*Document text*:
-=-=-
Hopefully, those are things we will never experience. But there is no certainty. Recently, there was a great deal of discussion in our state about the possibility of a large earthquake at some point in time causing a huge tsunami off our coast and wiping out everything from the coastline inland to the Willamette Valley. While we would be safe where I live, there would still be repercussions for us as well.
Tornadoes are not common in our part of the country, but we had one several years back. It touched down in a little town about 12 miles from where we live. Home and businesses were destroyed there – and it came as a total surprise to everyone. Tornadoes only happen in the Midwest … right?!?!
There is no certainty that we will never face some sort of disaster that leaves us without power for an extended period of time, or isolates us from basic services. Having an emergency kit in our homes for a time like that is a good investment in our peace of mind.
Here are the basics of what you may need for your emergency kit. You can check out ready.gov for more information and ideas.
- water jugs
- water bottles
- water purification tablets
You’ll need to have at least a gallon of water per person per day. That’s what is recommended, but you may want more, when you factor in cooking and personal hygiene. You can use water bottles, gallon water jugs, water bags, etc. You might want to have water purification tablets on hand as well, in case you need to purify some water for your use.
-=-=-
*Action item A*: List every item in the bulleted list of the emergency-kit text.
*Action item B*: Copy everything in the emergency-kit text from "Hopefully, those are" down to "Midwest … right?!?!".
-=-=-
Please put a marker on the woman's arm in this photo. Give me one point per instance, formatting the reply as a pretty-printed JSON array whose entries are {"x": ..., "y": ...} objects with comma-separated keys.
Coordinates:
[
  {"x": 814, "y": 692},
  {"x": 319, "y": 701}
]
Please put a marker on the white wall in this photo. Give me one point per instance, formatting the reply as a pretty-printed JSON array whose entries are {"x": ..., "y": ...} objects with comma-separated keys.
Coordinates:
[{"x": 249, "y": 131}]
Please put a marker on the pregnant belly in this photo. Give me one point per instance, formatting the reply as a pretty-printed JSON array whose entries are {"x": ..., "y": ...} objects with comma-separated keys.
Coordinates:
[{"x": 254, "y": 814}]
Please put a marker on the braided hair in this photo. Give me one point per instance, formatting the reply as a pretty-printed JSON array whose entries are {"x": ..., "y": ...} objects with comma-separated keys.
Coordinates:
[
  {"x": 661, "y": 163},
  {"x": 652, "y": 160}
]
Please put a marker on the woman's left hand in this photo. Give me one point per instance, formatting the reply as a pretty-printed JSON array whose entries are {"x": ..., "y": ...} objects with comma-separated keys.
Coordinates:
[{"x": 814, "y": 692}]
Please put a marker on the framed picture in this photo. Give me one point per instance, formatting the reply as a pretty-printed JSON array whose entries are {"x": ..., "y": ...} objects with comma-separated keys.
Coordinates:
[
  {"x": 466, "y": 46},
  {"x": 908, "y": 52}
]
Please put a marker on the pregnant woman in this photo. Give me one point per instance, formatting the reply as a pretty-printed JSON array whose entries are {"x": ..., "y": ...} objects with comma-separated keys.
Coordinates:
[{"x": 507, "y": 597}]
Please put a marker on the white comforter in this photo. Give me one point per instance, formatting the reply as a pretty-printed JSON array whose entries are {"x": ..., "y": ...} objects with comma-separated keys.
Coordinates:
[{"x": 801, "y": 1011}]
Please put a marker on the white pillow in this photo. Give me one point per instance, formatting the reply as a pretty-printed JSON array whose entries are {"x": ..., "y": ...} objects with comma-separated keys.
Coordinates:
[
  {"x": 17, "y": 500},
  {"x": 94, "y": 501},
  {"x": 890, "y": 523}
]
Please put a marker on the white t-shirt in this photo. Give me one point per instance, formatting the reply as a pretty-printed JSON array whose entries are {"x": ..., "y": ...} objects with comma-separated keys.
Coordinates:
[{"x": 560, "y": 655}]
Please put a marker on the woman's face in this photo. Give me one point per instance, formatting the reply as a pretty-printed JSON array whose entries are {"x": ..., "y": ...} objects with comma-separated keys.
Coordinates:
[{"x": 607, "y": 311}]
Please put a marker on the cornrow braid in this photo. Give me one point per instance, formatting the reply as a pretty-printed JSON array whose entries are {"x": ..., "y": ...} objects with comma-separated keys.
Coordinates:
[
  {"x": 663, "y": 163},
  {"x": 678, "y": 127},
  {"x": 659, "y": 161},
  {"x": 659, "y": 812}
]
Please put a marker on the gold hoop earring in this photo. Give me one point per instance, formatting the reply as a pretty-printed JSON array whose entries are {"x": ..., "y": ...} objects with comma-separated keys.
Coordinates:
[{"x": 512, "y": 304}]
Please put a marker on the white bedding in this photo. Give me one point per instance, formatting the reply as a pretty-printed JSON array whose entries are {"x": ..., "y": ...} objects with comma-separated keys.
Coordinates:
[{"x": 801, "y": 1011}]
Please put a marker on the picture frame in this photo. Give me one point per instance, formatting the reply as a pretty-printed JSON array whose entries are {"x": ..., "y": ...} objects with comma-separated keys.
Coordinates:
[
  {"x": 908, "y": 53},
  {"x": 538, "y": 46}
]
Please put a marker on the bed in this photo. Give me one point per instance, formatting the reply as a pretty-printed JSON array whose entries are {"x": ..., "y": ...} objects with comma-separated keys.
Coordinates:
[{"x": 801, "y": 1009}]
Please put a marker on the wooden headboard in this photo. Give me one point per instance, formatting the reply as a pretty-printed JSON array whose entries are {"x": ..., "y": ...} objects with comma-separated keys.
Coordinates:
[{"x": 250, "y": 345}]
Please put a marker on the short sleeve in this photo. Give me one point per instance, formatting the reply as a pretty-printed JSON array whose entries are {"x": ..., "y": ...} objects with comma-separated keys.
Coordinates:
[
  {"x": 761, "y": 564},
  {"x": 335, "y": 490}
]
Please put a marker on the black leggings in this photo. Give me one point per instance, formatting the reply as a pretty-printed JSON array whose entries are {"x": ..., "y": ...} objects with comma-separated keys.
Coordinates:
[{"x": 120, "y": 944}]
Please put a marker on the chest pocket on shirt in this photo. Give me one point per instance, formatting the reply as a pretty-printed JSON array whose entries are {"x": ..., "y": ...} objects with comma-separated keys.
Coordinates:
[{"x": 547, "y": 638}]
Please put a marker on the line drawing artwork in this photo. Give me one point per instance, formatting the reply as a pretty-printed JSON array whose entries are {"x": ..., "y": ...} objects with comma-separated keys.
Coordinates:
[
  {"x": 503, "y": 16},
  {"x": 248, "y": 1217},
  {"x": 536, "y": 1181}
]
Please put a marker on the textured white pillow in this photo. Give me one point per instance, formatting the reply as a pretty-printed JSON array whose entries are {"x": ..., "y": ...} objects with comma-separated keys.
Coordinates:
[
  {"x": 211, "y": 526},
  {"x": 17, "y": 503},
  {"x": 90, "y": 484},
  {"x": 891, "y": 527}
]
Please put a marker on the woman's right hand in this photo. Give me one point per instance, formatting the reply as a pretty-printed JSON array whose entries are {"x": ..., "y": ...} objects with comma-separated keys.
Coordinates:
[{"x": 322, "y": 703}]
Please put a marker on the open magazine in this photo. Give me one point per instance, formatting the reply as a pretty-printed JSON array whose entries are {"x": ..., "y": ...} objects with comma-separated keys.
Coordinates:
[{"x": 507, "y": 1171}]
-=-=-
*Solution A*:
- water jugs
- water bottles
- water purification tablets

*Solution B*:
Hopefully, those are things we will never experience. But there is no certainty. Recently, there was a great deal of discussion in our state about the possibility of a large earthquake at some point in time causing a huge tsunami off our coast and wiping out everything from the coastline inland to the Willamette Valley. While we would be safe where I live, there would still be repercussions for us as well.
Tornadoes are not common in our part of the country, but we had one several years back. It touched down in a little town about 12 miles from where we live. Home and businesses were destroyed there – and it came as a total surprise to everyone. Tornadoes only happen in the Midwest … right?!?!